> **Scopo dell'esercizio**
Prosegui il testo sul saggio di Serri dedicato a "Risorgimento Liberale", riprendendo subito dopo la sua ultima frase.

> **Sezione di testo**
((

È la stessa Serri che ci aiuta a comprendere le distorsioni in chiave attualizzante che il suo saggio ha subito: partita dall'idea di svolgere un'estesa ricognizione del quotidiano (dunque dandosi come obiettivo la stesura di un saggio di storia del giornalismo, materia del resto del suo insegnamento alla Sapienza di Roma), in realtà ha finito per rievocare la "sfida cruenta tra vincitori", cioè tra il filone democratico liberale dell'antifascismo e quello egemonizzato dai comunisti. La sfida qui ripercorsa è principalmente ricavata dagli articoli di "Risorgimento Liberale" e soprattutto da quelli di condanna delle violenze di una guerra civile che sporadicamente proseguiva in forme subdole e nuove, oltre il 25 aprile. "L'intenzione sintetizza l'autrice era di ricomporre i numerosi tasselli del dibattito intellettuale alla fine della seconda guerra mondiale", continuando per certi aspetti il lavoro già avviato con I redenti (Corbaccio, 2005). "Ma chi scrive aggiunge subito dopo si è trovata di fronte a uno scenario veramente inatteso. In primo piano non le polemiche dell'intellighenzia ma un risuonar di armi non solo metaforico".
Probabilmente, a suggerire un diverso asse di ricerca è stata più che altro la nuova attenzione accordata anche da inchieste di largo successo allo stillicidio di omicidi e persecuzioni riconducibile sovente ad azioni di precisabili settori del partigianato. Niente da eccepire se una fonte a stampa viene usata per portare in primo piano una catena di fatti finora tenuta in oscurità, ma se si hanno a cuore i fatti occorre scegliere risolutamente la strada di una storia rerum gestarum, mentre se si predilige la storia delle idee è essenziale mettere in rilievo il confronto tra visioni e filosofie, impiegando tutti gli strumenti adatti alla bisogna. Le pagine di Serri rimangono invece a mezza strada: non soddisfano chi vi aveva intravisto un contributo in grado di arricchire o rivisitare quanto si conosce sugli ambienti dell'antifascismo di marca liberale e non possono soddisfare coloro che si attendevano, magari, capitoli più événementiels circa l'arco di anni che va dal '43 al '48, il quale sempre più si presenta come una sorta di confusa transizione tra la fine del conflitto e il definitivo delinearsi di un nuovo sistema politico.

))

> **Materiale fornito**
((

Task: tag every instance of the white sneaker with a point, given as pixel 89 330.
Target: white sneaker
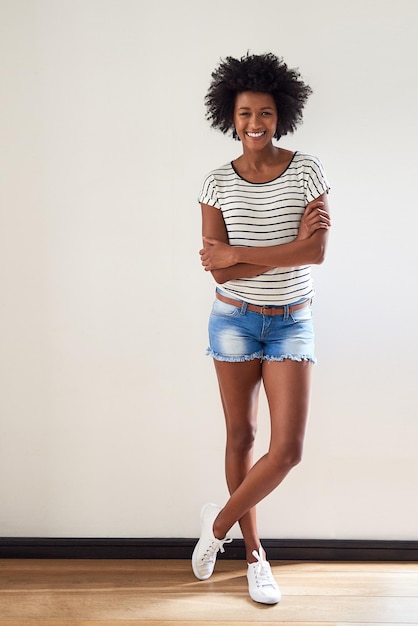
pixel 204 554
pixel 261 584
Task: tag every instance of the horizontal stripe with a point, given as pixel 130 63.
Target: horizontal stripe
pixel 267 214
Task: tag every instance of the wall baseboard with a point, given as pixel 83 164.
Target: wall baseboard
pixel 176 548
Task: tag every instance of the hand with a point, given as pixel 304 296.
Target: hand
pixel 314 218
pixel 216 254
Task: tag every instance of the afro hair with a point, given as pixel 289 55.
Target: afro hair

))

> **Il risultato**
Anche la tematizzazione abbozzata la separazione e lo scontro "tra le due sinistre" ubbidisce a una semplificazione molto giornalistica. In realtà è improprio parlare di una "sinistra terzista", incarnata da una minoranza come quella raggruppata attorno al quotidiano di Pannunzio. Oltretutto è la stessa Serri ad affermare che il gruppo attivo attorno al foglio "voleva configurasi come un 'partito di centro'", come un nucleo capace di interpretare le domande dei ceti medi disponibili a una "stretta collaborazione con i ceti operai". Che le forze della sinistra abbiano raccolto le bandiere più logore della borghesia e siano state distratte o intolleranti verso lungimiranti impostazioni è in buona misura accertabile. Alcuni tonanti e sarcastici articoli di Togliatti (come Guarite dalla lebbra, signori democratici, su "l'Unità" del 30 ottobre 1947) fanno impressione per asprezza di toni e dogmatismo di contenuti. E la sconfitta non venne accidentalmente. Quello fu allora il composito fronte delle sinistre e quello lo schieramento di chi si batté per ricavare uno spazio di centro non succube del clericalismo, non arrendevole verso il "partito nuovo". All'indagine storiografica spetta il compito di farci capre perché quei "profeti" il termine religioso però non va tanto bene non riuscirono ad "armarsi" con un'organizzazione adeguata alle trasformazioni sociali intervenute e alle finalità più accolte e mobilitanti.